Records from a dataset
[BEGIN]
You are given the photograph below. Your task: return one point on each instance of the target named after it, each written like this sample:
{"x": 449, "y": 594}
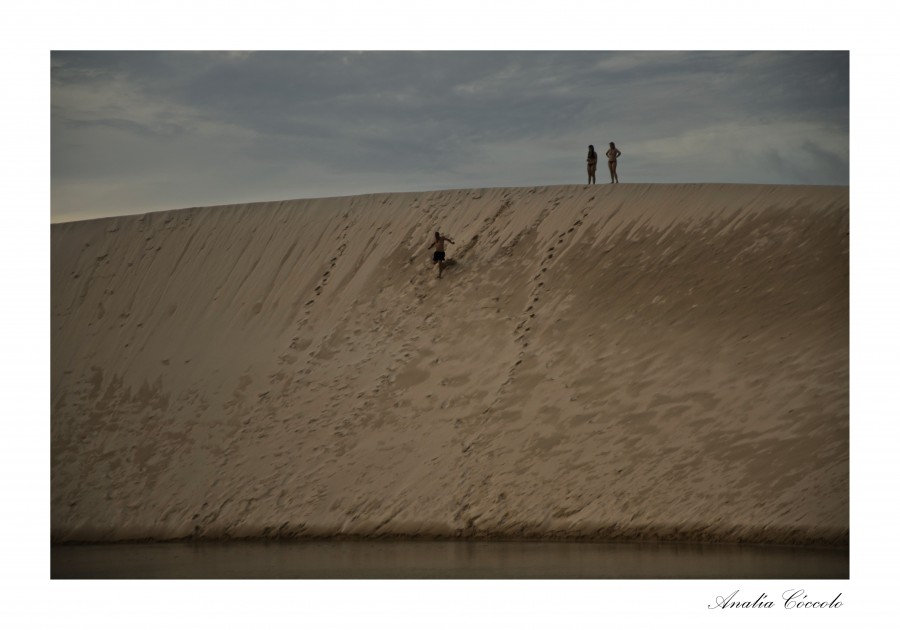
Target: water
{"x": 445, "y": 560}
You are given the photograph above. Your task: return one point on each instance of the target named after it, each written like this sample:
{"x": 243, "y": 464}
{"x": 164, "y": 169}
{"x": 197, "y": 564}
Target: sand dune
{"x": 608, "y": 362}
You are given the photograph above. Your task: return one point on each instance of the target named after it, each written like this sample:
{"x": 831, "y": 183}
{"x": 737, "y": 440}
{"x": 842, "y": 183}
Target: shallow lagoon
{"x": 358, "y": 559}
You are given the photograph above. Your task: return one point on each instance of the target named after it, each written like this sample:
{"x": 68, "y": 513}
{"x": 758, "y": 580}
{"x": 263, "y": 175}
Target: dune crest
{"x": 604, "y": 362}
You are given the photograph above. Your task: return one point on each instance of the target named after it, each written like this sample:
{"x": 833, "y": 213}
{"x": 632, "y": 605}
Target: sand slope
{"x": 603, "y": 362}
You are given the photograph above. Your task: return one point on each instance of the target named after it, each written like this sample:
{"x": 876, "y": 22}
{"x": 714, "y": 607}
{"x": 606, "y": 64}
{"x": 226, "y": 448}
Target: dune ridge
{"x": 635, "y": 361}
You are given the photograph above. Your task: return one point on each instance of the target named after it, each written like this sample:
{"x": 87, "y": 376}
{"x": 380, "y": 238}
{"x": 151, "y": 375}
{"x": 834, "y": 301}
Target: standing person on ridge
{"x": 592, "y": 165}
{"x": 439, "y": 255}
{"x": 613, "y": 155}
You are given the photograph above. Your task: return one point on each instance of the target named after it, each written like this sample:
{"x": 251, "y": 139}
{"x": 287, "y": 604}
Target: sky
{"x": 135, "y": 132}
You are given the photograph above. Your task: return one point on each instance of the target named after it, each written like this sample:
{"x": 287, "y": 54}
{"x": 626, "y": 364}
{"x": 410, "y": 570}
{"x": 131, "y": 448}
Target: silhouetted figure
{"x": 613, "y": 154}
{"x": 439, "y": 254}
{"x": 592, "y": 165}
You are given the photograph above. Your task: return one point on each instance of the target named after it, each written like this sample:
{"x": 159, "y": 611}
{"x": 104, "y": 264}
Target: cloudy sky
{"x": 143, "y": 131}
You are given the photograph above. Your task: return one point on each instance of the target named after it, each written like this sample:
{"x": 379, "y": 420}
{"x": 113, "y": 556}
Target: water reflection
{"x": 445, "y": 560}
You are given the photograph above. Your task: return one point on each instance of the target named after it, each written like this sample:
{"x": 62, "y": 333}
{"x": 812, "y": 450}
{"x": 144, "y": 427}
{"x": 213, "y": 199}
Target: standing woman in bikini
{"x": 613, "y": 155}
{"x": 592, "y": 165}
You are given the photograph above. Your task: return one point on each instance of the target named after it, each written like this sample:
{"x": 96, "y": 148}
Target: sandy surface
{"x": 609, "y": 362}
[END]
| To do |
Find each line in the records above that contains the word "standing" and copy it out in full. Match case exactly.

| Worked answer |
Target: standing person on ridge
Target: standing woman in bikini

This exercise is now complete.